Stored data
────

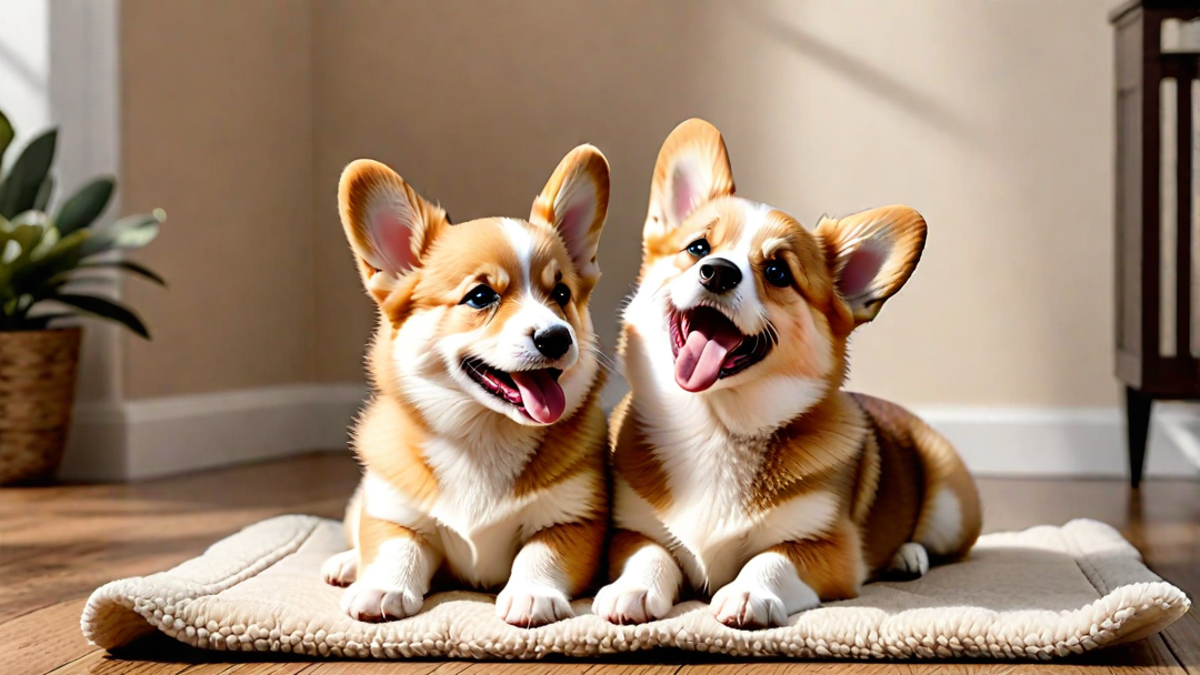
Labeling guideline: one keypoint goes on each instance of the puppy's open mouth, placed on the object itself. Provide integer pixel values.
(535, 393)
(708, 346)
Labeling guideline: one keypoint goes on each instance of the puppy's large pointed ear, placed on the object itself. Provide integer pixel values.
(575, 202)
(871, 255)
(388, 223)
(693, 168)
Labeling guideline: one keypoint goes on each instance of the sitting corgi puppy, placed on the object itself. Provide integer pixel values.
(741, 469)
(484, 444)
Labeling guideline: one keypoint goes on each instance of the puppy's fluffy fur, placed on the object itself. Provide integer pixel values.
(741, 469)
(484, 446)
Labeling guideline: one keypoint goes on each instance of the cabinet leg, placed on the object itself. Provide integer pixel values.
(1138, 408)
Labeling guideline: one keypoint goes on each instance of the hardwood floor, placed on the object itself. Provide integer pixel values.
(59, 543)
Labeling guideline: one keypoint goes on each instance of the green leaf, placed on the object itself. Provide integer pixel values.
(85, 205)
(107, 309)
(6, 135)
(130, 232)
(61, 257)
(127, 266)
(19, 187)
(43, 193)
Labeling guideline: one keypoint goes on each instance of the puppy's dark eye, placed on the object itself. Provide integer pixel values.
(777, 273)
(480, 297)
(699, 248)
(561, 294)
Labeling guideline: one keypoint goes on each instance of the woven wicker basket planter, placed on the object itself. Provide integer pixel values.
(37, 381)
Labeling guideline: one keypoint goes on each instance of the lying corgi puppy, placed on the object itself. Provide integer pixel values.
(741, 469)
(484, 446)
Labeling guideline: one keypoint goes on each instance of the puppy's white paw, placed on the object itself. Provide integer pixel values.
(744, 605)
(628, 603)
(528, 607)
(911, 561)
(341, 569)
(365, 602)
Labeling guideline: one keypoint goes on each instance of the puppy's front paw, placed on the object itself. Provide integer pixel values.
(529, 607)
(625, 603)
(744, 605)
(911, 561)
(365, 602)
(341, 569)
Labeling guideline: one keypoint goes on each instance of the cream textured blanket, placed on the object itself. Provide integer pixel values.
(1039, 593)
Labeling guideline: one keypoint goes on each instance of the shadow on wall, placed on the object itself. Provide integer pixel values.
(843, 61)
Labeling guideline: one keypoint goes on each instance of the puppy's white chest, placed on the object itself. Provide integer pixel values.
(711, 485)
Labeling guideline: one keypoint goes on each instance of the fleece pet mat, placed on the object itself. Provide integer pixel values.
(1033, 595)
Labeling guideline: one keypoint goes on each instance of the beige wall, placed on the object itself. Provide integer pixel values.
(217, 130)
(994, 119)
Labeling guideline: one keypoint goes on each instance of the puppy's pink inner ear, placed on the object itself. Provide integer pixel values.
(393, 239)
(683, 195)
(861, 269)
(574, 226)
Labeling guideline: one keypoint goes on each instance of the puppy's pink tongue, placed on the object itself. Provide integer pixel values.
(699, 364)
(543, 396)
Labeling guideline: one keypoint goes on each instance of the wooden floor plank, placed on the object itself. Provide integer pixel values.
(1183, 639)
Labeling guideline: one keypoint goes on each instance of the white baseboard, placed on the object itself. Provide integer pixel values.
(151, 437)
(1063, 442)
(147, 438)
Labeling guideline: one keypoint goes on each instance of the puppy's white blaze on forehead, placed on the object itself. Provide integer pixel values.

────

--- What you will do ---
Starting at the line that contains "of the wooden" and continuing through the end of the records, reproduce every line, labeling guidelines included, with each keypoint coordinate multiplied by 0.6 and rounded to a whole number, halves rounding up. Leave everything else unchanged.

--- The response ---
Labeling guideline: one keypoint goes on each instance of the wooden floor plank, placed on the object itself. Provide integer pixel values.
(710, 383)
Labeling guideline: one keypoint goes on each instance of the white baseboard, placed on the object itself. Provide integer pixel values.
(91, 262)
(638, 265)
(88, 263)
Labeling guideline: one keypoint goes on each instance of the puppy's white blaze on forehead, placed on the object itself. Provide integer pixel values.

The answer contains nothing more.